▶ _Work required_
Recast every line of the rows below as a JSON list of strings, one string per line, leaving out blank lines.

▶ _Items for identifying locations_
--- begin ---

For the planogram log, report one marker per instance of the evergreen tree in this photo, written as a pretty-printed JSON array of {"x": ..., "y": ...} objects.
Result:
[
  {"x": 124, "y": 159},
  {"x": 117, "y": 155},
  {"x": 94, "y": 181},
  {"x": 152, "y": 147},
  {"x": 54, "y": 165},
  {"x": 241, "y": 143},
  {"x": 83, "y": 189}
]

--- end ---

▶ _Solved problem_
[
  "For the planogram log, report one marker per instance of the evergreen tree in this photo, written as a pretty-printed JSON array of {\"x\": ..., \"y\": ...} objects.",
  "Result:",
  "[",
  "  {\"x\": 124, \"y\": 159},",
  "  {\"x\": 117, \"y\": 155},",
  "  {\"x\": 94, \"y\": 181},",
  "  {\"x\": 152, \"y\": 147},",
  "  {\"x\": 54, \"y\": 165},",
  "  {\"x\": 241, \"y\": 143},",
  "  {\"x\": 83, \"y\": 189}",
  "]"
]